(Required task):
Reproduce all of the entries below word for word, omitting the pictures.

Point annotation dataset entries:
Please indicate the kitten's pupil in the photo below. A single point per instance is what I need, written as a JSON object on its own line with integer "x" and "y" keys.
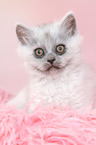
{"x": 60, "y": 49}
{"x": 39, "y": 52}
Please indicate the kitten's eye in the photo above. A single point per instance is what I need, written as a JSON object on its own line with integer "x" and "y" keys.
{"x": 39, "y": 52}
{"x": 60, "y": 49}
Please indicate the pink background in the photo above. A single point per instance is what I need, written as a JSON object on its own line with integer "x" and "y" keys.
{"x": 30, "y": 12}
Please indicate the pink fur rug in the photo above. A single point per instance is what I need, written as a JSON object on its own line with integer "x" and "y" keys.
{"x": 45, "y": 126}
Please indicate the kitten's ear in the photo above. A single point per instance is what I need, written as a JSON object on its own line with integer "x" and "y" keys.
{"x": 23, "y": 34}
{"x": 68, "y": 23}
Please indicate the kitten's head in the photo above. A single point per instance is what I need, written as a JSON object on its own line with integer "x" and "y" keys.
{"x": 51, "y": 47}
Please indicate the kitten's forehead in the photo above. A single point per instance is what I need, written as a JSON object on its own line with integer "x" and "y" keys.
{"x": 48, "y": 35}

(Written answer):
Please indicate the kitten's pupil in the photo below. A single point per instance is what I need, written as a JSON object on its own line with integer "x" and "y" keys.
{"x": 60, "y": 49}
{"x": 39, "y": 52}
Please indicate the kitten's eye in the photo above. A single point per instance is what I need, written as a JSON object on its own line with integer "x" and "y" keys.
{"x": 39, "y": 52}
{"x": 60, "y": 49}
Please indicate the pink background in the photo above. A single point per instance is what I need, written as a JSON object on its own line with integer "x" and "y" keys.
{"x": 30, "y": 12}
Please indicate the pink fur rug in the photo above. A single point per instance is what I need, written as a JSON object on its own line with integer "x" and "y" keys.
{"x": 45, "y": 126}
Please indicate the kitten's ear in the photo above. A single point per instance is what I need, written as a JSON object on its own line with integer "x" and "y" keys.
{"x": 23, "y": 34}
{"x": 68, "y": 23}
Please indicate the kitten's head in the photo above. A single point per instance is what I need, written as a JSON object on its own line with integer "x" and "y" keys.
{"x": 51, "y": 47}
Please indicate the kitten's forehead in the photo above. A single point per instance is what I need, written as a JSON object on its own line with integer "x" and "y" keys.
{"x": 48, "y": 35}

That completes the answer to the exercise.